### TASK REQUIREMENTS
Copy out every item below word for word, keeping each line as it appears.

### Recorded data
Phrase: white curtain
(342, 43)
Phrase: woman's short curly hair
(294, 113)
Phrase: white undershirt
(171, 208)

### RESPONSE TO THIS TASK
Phrase: white curtain
(342, 43)
Phrase: woman's short curly hair
(294, 113)
Phrase: white undershirt
(171, 208)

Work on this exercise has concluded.